Your goal:
Rewrite the listing below with every occurrence of "Practice" changed to "Exercise", keeping all other text exactly the same. Omit the pictures from your version.

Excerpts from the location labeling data
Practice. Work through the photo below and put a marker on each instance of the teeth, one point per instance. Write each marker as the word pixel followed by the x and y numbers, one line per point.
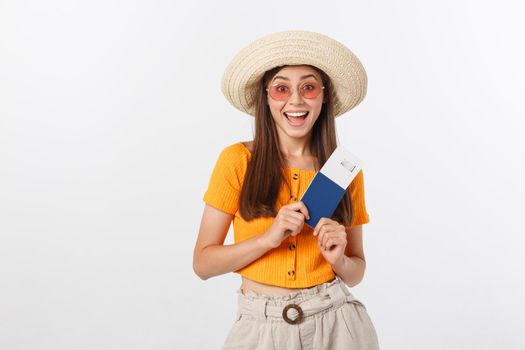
pixel 299 114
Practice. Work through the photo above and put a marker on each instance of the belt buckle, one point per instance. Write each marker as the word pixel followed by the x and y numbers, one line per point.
pixel 296 307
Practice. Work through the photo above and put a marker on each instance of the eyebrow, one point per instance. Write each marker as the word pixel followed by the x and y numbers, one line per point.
pixel 303 77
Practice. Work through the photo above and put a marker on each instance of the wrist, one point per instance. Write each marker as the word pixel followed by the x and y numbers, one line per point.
pixel 339 264
pixel 264 242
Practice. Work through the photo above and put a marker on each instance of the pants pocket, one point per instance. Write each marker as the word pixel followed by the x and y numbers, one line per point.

Response below:
Exercise. Work through the photo below and put a marker on each instance of the teeth, one point per instance. Write each marker as the word pixel followed by the x and y numbers, one line per point.
pixel 299 114
Exercise. Work through the photo above and put a marker on each instance of the belt buckle, one point per instance. Write each marker as the word pixel followed by the x and y numbers, one line per point.
pixel 296 307
Exercise. Work through the photo above and put a marker on each instance of the eyebrow, one point per instance. Write each marker as the word pixel followed by the x and y numbers, one line per point.
pixel 303 77
Exercise. Work through the photo above and put a marker on each instance of the wrist, one point per instance. Write each marker as the word pixel followed by the x and y numbers, one line per point.
pixel 339 264
pixel 264 242
Exercise. Work through the photo above and put a marker on each instance of the pants pocket, one point per instance. Write each marker as the word pixel followed by the x and y numbers, one line per point.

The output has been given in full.